Supplied data
┌──
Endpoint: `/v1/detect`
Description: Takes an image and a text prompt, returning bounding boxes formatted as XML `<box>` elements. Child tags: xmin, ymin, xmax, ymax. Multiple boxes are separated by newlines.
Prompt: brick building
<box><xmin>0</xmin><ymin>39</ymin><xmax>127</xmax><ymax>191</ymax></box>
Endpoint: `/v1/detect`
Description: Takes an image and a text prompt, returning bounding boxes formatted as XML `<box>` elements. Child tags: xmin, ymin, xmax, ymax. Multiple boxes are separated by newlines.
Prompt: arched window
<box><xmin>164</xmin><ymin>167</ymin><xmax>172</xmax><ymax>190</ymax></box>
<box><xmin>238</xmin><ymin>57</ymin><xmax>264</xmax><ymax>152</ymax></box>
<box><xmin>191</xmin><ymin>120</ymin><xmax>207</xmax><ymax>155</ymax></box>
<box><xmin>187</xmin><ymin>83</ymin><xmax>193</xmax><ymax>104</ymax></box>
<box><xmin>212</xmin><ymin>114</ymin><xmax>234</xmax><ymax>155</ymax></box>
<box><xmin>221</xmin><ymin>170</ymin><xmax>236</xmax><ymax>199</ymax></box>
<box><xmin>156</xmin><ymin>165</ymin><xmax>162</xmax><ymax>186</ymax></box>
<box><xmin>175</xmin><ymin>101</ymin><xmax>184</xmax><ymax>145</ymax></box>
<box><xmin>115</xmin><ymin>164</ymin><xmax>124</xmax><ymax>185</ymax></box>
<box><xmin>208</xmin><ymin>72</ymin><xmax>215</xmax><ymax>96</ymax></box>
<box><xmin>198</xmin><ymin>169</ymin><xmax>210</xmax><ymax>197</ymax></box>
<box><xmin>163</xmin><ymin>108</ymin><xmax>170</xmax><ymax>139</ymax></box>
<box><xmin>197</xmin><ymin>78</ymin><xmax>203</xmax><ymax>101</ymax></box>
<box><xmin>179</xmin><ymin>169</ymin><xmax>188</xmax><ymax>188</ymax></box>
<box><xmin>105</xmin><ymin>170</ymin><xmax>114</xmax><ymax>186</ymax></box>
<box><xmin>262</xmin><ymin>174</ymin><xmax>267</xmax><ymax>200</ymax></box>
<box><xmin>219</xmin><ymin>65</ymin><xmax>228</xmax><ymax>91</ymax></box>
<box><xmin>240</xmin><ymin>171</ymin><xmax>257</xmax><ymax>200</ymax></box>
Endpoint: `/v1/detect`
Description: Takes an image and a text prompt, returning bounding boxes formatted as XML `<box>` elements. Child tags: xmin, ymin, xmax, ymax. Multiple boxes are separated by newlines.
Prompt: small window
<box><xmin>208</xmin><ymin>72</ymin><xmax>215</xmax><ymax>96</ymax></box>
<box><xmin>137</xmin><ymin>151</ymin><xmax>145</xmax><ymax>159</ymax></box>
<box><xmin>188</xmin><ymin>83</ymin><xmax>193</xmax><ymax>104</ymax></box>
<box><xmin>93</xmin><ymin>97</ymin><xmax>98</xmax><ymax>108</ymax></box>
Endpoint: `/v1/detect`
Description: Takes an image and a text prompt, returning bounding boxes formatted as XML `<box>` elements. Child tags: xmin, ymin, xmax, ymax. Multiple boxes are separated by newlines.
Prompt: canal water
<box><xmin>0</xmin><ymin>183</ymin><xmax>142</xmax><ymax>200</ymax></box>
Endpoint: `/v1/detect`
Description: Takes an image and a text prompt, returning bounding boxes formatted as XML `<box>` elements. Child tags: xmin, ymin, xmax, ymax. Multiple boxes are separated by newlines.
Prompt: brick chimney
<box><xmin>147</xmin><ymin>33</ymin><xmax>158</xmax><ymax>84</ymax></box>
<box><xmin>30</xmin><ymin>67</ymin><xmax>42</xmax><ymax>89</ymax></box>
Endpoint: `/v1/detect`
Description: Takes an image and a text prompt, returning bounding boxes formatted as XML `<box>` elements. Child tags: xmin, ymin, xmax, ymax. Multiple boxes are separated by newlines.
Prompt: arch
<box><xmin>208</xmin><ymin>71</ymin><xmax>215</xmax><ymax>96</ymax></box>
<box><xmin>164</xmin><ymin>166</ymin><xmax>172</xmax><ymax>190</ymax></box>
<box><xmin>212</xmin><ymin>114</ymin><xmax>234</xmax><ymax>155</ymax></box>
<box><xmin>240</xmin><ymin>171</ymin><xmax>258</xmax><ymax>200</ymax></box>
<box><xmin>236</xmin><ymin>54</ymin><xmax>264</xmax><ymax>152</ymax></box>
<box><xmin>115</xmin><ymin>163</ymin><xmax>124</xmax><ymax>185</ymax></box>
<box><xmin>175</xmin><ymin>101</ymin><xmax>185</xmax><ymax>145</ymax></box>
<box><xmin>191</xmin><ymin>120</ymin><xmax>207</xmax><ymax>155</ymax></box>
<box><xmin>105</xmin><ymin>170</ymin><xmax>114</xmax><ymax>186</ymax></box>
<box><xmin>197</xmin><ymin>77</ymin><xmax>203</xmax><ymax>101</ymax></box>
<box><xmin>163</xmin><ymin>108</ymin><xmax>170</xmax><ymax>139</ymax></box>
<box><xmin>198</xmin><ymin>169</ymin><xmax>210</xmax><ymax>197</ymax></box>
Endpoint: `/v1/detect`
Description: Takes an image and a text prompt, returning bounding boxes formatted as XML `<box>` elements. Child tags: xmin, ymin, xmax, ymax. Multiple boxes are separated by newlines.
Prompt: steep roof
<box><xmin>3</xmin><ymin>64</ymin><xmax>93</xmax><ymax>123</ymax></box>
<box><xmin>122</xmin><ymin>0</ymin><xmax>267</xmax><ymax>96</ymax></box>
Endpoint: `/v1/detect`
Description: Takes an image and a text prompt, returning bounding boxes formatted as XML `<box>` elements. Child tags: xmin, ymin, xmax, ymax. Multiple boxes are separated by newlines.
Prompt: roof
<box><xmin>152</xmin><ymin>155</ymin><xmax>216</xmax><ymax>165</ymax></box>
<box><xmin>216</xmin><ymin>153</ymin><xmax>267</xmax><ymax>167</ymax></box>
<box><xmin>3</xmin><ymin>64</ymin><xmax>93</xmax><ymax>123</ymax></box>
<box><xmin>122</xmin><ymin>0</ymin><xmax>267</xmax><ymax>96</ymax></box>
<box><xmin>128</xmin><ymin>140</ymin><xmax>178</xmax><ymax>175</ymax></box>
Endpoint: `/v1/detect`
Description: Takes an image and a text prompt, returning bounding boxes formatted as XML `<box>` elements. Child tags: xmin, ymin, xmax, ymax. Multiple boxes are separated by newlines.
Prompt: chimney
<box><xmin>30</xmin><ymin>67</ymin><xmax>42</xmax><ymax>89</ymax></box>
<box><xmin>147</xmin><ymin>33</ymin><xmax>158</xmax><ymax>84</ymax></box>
└──
Directions for this task
Reproduce the data from its start through the line containing "Prompt: brick building", replacing "newlines" with "line breaks" and leaving everything else unchanged.

Response for this exercise
Endpoint: `/v1/detect`
Description: Takes an image and a text prompt, returning bounding boxes formatted as XML `<box>` elements. Child tags: xmin, ymin, xmax, ymax. Multiple boxes are separated by line breaks.
Prompt: brick building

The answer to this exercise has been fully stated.